**Objetivo do exercício**
Segundo o trecho sobre marcadores moleculares, o que são os marcadores moleculares?

**Trecho selecionado**
_ _ _ _ _ _ _

Com o aumento do conhecimento sobre o genoma animal e, conseqüentemente, da posição e efeito de locos principais para características quantitativas, tornou-se possível, utilizando-se marcadores moleculares, modificar-se as técnicas tradicionais de seleção, baseadas exclusivamente no aspecto fenotípico (DENTINE,1999).
As novas tecnologias de análise molecular da variabilidade do DNA permitiram determinar pontos de referência nos cromossomos, tecnicamente chamados marcadores moleculares. Nada mais são do que regiões com endereço próprio no cromossomo e que apresentam polimorfismo, ou seja, variam de indivíduo para indivíduo. O que está sendo feito pelos pesquisadores é cruzar as informações genotípicas baseadas nos mapas genéticos com informações fenotípicas coletadas a campo e identificar aqueles marcadores associados aos QTLs (Quantitative Trait Lócus – Lócus de Características Quantitativa).
A maioria das características de interesse econômico é quantitativa, apresentando, então, interação genótipo x ambiente e genótipo x manejo. A MAS pode ser muito útil para selecionar essas características, permitindo a eliminação de genótipos desfavoráveis em uma única geração, reduzindo os custos dos testes de progênie, facilitando os esquemas de acasalamento, maximizando os efeitos heteróticos e possibilitando a identificação de efeitos transgressivos em raças sintéticas. A MAS é particularmente útil para a seleção de características de baixa herdabilidade e de difícil mensuração e a seleção de indivíduos, que embora não exibam traços em questão, o influenciam (como por exemplo, o efeito do genótipo de touros na produção de suas filhas). Permite ainda a seleção de animais jovens, antes do desenvolvimento dos caracteres reprodutivos (WEIMER, 2003).
A aplicação da MAS necessita, entretanto, do conhecimento prévio da variabilidade genética dos animais e da detecção de associações entre os caracteres quantitativos e os marcadores moleculares.

_ _ _ _ _ _ _

(Dados de localização de pontos)

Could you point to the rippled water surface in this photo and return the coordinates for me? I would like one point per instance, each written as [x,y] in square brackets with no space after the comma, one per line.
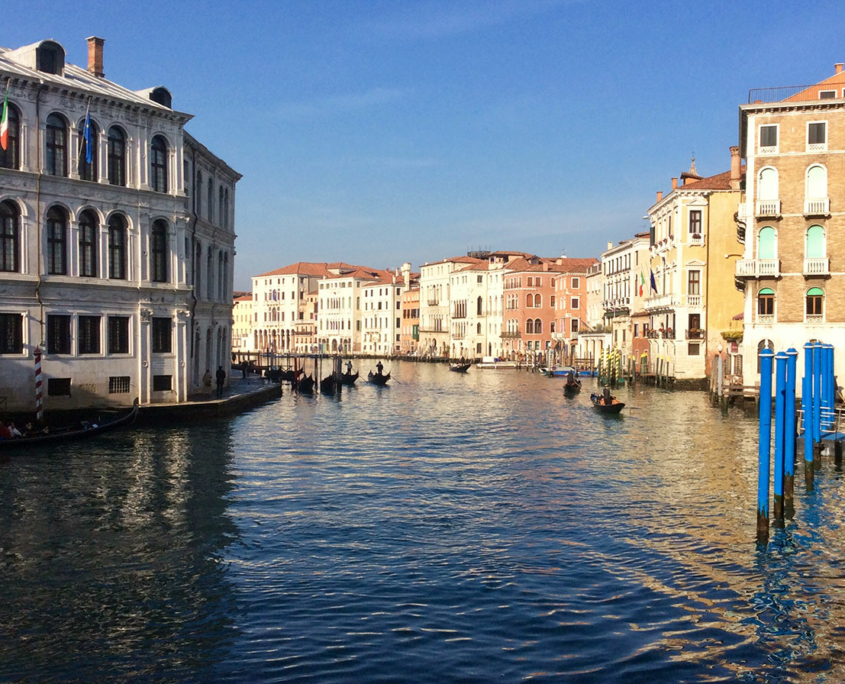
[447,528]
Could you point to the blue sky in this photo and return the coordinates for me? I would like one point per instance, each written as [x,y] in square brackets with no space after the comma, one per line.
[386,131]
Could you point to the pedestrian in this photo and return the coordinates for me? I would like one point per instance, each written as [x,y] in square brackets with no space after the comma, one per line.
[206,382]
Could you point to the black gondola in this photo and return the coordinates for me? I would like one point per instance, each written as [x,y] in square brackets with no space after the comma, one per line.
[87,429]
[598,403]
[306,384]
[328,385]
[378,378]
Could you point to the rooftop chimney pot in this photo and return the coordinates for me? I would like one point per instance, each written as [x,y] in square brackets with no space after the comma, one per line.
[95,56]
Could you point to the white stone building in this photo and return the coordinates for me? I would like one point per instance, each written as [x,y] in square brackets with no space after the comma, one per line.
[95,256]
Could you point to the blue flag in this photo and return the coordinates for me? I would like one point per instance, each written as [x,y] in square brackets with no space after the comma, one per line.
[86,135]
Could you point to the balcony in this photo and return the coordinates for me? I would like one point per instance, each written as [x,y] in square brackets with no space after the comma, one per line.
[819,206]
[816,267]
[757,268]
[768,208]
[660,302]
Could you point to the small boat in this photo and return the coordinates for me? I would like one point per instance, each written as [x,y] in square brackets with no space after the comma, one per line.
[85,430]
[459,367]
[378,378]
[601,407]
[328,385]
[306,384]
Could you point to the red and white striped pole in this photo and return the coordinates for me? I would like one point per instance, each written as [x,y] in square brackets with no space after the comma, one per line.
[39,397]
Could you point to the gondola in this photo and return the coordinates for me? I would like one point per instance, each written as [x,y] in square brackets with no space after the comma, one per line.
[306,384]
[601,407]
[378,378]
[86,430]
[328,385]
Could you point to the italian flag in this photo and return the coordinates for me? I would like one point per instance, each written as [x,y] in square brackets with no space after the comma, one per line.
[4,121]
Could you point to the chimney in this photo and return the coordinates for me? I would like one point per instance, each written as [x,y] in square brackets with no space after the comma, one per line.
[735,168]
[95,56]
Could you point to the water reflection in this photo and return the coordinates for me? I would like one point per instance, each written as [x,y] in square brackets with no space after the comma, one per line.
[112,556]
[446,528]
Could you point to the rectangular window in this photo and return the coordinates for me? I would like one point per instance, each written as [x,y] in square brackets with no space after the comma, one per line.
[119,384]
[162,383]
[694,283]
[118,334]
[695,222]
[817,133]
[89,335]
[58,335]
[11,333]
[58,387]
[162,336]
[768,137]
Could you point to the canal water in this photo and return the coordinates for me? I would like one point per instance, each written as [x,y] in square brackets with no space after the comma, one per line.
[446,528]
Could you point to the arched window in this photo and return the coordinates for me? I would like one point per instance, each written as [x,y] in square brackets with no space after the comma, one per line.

_ _ _ _ _ _ _

**Resposta**
São regiões com endereço próprio no cromossomo que apresentam polimorfismo, ou seja, variam de indivíduo para indivíduo.